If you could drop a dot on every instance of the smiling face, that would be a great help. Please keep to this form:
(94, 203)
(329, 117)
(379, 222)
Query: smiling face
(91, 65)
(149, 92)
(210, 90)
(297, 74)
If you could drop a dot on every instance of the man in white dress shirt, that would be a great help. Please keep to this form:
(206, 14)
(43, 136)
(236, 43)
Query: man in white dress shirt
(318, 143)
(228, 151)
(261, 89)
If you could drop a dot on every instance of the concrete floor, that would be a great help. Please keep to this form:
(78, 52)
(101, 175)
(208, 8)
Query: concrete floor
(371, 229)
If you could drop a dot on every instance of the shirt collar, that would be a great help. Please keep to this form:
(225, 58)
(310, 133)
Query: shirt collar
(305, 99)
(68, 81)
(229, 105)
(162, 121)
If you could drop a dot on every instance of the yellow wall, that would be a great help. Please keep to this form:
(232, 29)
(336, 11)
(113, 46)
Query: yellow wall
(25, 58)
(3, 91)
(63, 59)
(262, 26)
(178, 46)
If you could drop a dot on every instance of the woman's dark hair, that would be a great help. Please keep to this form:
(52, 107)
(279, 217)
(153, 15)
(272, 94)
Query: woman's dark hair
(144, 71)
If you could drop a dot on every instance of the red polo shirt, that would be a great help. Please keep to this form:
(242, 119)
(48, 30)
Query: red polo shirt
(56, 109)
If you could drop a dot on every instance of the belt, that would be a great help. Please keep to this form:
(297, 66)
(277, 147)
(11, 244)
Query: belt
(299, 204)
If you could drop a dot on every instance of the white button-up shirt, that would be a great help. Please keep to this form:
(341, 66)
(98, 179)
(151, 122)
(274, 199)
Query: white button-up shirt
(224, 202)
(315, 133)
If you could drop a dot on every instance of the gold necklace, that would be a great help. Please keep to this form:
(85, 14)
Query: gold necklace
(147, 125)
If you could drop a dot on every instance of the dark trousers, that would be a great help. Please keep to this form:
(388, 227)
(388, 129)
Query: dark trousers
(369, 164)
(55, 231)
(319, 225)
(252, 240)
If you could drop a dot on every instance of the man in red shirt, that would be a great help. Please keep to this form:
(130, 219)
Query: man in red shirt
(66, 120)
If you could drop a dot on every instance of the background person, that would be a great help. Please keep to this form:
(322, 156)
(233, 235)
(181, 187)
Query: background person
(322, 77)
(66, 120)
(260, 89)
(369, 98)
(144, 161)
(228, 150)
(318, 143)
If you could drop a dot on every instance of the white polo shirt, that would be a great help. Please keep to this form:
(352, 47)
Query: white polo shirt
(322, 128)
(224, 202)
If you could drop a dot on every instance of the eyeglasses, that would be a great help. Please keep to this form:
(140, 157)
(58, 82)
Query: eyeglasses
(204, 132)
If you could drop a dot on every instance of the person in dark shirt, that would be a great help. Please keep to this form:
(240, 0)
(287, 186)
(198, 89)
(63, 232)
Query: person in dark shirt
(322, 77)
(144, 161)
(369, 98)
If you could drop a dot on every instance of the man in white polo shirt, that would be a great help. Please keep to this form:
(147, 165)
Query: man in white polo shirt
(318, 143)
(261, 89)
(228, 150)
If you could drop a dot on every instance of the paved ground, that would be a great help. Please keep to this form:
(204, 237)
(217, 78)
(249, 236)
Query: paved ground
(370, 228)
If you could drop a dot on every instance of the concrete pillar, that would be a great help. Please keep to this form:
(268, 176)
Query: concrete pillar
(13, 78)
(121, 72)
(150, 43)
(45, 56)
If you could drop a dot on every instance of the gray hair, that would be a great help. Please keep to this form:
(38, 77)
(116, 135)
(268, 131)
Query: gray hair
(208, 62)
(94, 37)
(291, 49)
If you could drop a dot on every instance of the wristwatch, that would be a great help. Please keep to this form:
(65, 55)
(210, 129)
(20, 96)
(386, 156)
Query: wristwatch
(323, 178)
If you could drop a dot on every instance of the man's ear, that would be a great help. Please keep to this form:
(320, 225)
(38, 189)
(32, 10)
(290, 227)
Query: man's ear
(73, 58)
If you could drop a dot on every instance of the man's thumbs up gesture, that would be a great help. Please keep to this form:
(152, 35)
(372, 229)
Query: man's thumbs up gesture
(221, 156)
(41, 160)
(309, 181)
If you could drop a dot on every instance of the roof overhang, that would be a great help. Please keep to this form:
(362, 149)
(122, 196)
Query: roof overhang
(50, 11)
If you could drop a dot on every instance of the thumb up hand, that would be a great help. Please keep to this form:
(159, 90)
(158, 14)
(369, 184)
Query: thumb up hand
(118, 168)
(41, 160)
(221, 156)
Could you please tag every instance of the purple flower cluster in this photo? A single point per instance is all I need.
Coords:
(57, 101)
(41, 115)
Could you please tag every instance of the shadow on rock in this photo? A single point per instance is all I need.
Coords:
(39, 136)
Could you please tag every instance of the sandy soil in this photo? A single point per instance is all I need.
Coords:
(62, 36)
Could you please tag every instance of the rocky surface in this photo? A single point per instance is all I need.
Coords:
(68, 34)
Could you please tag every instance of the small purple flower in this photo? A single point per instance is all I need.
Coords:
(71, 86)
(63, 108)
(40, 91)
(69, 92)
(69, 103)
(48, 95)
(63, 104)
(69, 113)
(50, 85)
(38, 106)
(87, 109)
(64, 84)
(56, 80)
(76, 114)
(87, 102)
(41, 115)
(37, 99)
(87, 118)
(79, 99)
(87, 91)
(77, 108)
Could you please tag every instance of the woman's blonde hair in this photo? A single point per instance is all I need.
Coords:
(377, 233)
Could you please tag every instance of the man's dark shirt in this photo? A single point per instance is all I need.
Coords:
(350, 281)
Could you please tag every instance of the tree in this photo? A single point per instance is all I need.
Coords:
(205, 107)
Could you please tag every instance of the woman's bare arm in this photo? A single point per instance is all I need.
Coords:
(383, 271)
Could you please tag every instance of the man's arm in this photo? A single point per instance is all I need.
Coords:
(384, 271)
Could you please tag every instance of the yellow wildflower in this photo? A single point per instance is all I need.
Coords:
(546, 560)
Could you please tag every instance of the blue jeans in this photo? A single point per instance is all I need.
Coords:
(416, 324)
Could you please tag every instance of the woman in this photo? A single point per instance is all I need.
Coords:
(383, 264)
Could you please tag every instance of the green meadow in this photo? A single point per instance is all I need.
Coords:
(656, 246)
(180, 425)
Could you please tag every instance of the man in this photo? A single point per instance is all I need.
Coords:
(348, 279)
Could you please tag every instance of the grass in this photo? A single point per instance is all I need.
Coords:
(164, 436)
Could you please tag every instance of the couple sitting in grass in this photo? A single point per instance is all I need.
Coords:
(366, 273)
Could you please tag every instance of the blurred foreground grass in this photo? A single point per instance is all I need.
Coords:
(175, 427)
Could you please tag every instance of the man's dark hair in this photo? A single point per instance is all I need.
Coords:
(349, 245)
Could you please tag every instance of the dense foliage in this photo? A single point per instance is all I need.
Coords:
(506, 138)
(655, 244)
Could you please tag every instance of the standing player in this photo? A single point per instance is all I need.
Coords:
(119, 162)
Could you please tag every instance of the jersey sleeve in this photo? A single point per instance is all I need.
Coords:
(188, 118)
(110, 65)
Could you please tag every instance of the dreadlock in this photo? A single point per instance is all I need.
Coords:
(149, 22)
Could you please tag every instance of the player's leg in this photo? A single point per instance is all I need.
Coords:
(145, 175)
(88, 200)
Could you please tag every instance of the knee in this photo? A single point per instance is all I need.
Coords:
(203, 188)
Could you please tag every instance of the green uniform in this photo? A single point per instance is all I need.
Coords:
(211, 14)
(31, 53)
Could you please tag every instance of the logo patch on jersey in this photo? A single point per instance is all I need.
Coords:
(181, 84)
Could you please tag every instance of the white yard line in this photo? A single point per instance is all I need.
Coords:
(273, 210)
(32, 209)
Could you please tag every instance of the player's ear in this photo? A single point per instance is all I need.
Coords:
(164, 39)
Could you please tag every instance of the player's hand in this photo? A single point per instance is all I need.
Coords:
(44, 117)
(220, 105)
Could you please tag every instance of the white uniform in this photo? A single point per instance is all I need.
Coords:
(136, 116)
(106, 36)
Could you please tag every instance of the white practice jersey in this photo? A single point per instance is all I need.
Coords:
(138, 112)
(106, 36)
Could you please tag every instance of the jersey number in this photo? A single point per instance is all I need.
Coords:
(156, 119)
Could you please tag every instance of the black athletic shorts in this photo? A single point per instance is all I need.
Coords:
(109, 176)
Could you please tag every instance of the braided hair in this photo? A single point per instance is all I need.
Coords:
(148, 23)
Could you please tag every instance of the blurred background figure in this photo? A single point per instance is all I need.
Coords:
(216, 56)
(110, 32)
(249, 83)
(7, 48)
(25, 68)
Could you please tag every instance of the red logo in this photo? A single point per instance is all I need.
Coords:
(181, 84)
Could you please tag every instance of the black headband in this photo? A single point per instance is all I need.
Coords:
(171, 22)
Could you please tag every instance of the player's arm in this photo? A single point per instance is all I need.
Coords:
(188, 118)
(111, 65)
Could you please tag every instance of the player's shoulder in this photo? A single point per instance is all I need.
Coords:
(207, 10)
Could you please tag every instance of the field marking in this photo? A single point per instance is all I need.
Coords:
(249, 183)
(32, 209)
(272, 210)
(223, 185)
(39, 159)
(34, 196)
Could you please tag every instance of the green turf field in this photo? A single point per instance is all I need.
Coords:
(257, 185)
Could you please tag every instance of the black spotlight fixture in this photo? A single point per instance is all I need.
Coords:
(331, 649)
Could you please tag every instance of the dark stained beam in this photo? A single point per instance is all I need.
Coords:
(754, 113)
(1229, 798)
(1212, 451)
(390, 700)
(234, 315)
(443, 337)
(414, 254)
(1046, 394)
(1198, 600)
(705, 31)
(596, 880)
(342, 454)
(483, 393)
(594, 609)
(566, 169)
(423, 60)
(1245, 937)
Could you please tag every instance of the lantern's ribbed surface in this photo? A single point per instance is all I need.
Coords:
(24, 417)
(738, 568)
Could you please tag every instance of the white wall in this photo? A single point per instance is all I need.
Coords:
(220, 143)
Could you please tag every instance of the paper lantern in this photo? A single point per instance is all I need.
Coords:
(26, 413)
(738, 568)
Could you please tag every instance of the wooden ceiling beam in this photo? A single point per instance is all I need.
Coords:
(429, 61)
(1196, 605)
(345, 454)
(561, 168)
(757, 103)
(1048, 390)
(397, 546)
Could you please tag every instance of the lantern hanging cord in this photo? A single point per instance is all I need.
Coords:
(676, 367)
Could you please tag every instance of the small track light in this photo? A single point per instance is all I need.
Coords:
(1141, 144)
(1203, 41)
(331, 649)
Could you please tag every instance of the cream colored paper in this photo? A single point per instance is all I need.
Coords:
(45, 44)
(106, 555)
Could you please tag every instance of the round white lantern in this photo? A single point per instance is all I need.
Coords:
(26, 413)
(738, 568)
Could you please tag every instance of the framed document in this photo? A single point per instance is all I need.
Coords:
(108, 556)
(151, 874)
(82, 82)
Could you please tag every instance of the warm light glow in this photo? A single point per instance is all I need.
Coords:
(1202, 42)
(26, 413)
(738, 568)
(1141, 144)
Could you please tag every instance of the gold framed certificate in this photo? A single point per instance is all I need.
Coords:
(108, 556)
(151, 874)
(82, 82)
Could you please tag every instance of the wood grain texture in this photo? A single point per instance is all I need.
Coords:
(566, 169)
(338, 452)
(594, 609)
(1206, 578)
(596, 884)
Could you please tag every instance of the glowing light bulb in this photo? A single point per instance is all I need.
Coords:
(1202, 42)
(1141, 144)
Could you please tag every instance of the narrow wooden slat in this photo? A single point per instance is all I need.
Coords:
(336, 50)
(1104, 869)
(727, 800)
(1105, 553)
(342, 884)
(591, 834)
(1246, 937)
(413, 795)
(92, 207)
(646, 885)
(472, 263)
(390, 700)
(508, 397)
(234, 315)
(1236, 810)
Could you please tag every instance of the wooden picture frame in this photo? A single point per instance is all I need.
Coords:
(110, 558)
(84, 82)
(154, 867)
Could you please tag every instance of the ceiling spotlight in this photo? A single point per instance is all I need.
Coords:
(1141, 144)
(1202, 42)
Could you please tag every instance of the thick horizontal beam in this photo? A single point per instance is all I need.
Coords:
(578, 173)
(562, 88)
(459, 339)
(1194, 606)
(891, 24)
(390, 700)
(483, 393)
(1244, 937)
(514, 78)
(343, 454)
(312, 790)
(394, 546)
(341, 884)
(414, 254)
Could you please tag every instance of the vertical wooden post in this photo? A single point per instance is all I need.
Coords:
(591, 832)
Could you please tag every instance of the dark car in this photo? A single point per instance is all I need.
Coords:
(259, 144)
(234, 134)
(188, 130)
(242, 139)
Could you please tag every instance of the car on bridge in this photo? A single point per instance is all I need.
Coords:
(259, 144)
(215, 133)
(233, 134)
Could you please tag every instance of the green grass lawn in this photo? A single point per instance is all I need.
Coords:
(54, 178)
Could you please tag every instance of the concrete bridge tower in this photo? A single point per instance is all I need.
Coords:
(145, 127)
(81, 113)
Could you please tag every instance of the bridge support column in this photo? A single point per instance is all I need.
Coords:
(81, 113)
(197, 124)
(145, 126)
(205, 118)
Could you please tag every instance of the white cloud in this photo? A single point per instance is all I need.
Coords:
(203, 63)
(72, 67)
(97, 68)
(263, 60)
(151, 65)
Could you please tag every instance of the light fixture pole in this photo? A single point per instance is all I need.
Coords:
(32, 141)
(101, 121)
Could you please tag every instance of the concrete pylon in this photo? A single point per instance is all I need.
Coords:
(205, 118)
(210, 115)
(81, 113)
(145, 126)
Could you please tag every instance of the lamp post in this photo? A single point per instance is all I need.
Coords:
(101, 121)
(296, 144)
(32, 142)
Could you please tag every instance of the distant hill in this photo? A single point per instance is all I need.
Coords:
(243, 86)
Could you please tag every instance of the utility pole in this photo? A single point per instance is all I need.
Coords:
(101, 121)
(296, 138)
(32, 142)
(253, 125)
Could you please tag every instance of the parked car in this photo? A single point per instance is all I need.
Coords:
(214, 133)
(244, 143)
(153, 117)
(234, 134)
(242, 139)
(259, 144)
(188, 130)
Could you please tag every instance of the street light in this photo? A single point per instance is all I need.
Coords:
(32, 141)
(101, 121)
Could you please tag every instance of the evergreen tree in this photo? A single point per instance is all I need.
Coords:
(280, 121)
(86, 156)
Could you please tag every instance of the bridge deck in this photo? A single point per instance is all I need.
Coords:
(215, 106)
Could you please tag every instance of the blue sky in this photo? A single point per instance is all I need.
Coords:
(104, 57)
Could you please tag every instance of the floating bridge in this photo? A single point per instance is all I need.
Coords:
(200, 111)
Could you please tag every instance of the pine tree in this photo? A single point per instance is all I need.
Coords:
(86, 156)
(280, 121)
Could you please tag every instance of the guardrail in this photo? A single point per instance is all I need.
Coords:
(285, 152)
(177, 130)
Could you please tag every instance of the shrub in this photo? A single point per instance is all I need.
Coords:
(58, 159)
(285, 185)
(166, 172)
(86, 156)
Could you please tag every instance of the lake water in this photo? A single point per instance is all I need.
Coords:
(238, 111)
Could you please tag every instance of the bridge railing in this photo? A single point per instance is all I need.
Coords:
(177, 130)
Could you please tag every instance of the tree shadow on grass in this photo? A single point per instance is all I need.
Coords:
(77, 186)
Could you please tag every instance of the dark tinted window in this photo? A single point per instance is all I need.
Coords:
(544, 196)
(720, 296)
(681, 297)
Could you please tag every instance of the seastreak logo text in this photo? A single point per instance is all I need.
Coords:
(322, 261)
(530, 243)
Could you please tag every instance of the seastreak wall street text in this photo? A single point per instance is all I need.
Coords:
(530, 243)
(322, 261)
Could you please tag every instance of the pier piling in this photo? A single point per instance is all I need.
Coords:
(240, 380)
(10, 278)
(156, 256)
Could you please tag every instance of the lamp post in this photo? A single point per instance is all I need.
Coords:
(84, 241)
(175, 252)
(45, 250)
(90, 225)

:::::

#### WORK ITEM:
Pull together all lines from the data that mention the word "small".

#### SOLUTION:
Could you please tag every instance of the small purple flower in this photo? A single point per instance is all I need.
Could you please tag every instance of the small track light in this photo? A single point per instance is all I need.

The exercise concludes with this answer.